» What to produce:
Beneath this instruction is a listing. Transcribe from it only the stretch from the line with "Query: asphalt road surface" through the line with "Report the location of every instance of the scattered", both end lines included, exactly as written.

» Material to process:

»»

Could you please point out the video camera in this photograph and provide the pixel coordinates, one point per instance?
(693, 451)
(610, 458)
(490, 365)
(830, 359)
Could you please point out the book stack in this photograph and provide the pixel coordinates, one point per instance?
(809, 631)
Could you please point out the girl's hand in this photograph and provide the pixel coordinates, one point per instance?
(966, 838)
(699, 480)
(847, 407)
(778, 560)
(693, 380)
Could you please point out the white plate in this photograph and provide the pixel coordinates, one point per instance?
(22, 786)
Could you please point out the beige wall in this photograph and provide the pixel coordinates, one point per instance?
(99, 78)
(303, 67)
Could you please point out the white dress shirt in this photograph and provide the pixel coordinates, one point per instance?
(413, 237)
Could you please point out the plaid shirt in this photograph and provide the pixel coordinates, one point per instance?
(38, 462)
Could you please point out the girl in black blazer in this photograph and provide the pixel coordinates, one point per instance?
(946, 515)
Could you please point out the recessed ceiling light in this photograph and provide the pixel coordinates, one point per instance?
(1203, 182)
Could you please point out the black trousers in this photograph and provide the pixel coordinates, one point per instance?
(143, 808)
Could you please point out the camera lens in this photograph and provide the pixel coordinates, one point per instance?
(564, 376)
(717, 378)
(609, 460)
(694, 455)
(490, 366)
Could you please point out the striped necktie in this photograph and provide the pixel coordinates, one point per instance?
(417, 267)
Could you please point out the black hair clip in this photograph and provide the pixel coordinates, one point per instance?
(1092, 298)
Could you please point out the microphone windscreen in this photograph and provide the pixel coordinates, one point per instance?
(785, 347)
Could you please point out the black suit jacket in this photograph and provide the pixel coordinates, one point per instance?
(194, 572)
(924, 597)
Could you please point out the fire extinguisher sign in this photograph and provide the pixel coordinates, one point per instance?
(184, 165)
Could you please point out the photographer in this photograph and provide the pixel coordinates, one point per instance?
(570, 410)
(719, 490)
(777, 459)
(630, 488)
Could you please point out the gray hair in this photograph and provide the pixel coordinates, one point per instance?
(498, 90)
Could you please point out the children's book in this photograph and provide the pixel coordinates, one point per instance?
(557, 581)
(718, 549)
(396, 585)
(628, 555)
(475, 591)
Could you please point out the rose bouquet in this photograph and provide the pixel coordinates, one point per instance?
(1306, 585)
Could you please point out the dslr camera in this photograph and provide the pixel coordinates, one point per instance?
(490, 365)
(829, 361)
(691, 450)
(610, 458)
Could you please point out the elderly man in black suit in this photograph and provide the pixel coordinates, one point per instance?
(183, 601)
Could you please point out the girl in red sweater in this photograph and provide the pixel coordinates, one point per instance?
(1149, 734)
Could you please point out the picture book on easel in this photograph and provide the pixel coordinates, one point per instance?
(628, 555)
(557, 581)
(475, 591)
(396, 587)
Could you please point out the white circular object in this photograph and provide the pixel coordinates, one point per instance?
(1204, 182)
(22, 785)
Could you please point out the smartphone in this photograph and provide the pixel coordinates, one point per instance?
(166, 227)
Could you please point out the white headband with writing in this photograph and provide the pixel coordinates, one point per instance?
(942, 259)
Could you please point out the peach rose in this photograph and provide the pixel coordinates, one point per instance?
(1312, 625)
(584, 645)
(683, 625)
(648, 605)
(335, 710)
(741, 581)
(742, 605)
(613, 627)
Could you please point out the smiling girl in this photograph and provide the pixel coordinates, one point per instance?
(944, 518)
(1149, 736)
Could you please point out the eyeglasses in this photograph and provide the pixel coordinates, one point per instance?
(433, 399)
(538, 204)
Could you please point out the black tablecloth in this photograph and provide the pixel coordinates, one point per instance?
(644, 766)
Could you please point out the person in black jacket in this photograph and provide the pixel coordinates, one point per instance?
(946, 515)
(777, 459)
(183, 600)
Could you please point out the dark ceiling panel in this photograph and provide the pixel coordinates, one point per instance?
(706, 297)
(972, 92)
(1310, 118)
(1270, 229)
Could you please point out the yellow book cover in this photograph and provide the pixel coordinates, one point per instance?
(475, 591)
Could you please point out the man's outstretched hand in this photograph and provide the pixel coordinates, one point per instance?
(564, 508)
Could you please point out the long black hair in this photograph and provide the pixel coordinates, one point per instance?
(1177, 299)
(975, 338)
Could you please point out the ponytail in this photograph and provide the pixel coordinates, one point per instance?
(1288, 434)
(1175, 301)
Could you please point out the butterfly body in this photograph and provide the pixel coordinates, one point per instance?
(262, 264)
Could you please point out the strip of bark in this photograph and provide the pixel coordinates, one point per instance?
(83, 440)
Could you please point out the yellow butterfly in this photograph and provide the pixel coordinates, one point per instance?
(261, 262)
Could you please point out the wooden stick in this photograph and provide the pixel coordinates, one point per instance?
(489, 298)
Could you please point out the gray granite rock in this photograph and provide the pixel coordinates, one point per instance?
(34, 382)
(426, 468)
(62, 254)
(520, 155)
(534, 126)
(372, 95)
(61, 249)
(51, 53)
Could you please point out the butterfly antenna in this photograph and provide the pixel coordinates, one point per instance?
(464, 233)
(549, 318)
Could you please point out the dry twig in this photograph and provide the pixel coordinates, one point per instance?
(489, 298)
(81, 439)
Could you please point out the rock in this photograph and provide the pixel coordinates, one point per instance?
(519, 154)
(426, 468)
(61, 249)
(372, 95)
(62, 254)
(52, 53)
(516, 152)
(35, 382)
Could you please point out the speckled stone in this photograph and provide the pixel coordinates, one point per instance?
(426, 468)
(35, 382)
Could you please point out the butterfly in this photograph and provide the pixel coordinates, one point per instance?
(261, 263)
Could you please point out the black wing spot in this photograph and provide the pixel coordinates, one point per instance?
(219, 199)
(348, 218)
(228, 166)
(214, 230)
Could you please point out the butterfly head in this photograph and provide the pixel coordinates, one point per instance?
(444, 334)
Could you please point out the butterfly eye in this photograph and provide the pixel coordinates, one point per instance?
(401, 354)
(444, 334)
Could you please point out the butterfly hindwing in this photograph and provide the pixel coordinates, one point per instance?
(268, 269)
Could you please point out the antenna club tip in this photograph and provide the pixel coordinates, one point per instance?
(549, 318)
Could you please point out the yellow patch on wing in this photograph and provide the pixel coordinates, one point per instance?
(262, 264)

««
»»

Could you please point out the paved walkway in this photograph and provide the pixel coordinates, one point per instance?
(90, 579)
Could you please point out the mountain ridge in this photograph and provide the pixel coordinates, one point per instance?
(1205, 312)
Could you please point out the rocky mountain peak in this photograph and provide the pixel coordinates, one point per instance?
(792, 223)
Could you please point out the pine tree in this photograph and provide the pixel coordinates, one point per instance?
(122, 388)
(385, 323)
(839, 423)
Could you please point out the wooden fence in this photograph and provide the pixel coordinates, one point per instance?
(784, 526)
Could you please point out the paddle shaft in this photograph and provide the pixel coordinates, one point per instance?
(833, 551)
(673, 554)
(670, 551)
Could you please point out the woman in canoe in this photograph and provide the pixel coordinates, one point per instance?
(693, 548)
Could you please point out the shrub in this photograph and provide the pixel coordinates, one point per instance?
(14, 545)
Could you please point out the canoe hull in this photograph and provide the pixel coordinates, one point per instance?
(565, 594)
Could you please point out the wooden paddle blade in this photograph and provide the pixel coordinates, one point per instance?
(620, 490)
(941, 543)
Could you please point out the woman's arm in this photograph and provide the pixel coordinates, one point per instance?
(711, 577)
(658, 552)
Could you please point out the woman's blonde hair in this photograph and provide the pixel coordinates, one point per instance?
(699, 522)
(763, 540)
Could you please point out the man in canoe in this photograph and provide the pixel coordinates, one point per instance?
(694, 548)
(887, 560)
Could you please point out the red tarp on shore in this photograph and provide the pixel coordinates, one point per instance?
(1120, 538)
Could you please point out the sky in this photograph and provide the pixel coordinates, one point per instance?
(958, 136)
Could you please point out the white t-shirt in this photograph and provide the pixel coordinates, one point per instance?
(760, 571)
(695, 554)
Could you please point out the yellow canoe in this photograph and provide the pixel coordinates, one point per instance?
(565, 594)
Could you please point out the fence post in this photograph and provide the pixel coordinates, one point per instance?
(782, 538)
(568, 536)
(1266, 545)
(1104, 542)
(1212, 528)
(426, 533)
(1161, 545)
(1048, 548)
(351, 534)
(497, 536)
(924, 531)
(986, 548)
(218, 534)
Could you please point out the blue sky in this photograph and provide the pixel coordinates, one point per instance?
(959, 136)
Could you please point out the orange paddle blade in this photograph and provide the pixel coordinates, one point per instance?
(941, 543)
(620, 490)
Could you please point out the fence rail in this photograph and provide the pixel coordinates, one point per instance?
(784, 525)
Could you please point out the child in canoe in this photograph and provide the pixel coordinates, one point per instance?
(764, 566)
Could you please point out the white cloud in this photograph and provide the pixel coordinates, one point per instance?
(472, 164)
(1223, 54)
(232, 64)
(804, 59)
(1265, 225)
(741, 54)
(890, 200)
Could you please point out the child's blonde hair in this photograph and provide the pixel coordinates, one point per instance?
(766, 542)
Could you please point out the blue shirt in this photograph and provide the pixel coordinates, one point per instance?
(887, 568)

««
»»

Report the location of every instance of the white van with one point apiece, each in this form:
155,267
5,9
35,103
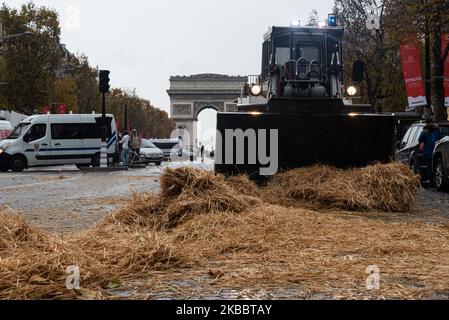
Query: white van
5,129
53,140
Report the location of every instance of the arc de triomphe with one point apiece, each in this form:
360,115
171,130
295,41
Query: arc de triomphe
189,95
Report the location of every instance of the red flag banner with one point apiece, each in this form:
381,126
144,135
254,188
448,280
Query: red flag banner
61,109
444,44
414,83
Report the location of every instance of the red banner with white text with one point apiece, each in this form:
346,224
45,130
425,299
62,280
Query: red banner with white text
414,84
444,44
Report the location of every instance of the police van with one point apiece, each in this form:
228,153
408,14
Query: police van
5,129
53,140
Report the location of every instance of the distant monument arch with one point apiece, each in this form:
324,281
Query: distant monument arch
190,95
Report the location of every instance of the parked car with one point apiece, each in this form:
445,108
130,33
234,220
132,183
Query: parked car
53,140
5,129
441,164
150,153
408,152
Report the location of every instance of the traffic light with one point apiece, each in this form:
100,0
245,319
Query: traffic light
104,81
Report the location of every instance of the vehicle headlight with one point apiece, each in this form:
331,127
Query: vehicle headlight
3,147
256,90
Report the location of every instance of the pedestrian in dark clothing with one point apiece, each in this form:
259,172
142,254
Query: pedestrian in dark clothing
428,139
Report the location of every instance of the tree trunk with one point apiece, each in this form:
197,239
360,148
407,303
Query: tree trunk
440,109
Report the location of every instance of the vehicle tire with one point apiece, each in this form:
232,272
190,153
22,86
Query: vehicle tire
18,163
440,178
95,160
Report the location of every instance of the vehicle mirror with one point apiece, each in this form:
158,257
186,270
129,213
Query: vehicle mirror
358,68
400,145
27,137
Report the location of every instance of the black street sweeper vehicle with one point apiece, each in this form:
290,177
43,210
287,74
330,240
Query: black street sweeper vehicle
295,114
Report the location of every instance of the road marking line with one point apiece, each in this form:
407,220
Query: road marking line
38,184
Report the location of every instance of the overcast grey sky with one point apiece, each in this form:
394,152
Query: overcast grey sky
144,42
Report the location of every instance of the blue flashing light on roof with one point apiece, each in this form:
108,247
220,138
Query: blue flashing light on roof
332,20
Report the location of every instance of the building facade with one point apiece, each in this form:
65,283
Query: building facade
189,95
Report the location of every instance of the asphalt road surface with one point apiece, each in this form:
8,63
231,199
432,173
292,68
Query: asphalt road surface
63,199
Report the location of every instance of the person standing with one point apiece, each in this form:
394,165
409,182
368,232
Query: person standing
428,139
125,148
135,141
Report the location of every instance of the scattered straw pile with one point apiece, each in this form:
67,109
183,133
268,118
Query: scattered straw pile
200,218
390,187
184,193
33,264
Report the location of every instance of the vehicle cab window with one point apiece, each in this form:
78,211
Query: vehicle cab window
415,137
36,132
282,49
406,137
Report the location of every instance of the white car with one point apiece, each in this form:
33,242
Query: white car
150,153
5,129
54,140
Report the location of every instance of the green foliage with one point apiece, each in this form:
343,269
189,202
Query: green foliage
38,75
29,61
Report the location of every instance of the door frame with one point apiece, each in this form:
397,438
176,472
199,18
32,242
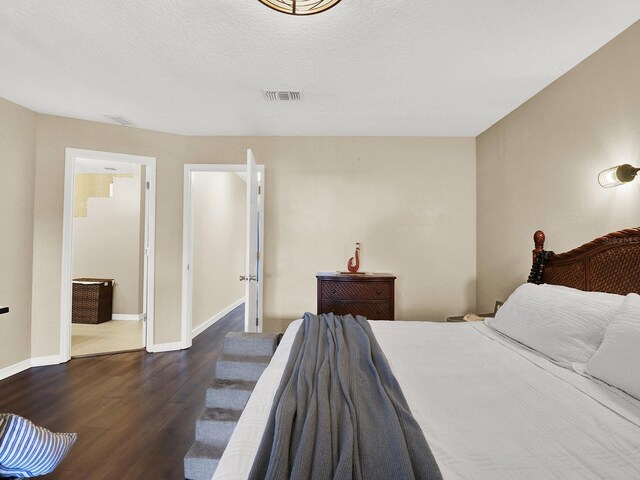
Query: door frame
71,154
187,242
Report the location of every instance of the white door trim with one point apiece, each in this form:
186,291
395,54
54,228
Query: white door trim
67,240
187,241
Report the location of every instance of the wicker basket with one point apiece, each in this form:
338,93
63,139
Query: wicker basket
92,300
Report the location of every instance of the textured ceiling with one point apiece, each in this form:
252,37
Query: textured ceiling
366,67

««

» Result for this task:
Query: asphalt road surface
63,199
Report the location of every instance of the person standing with one point apiece, each in this form:
394,165
409,182
368,232
Query: person standing
428,139
125,148
135,141
Report the location of every instance of the scattered straw pile with one point apiece, each in this form:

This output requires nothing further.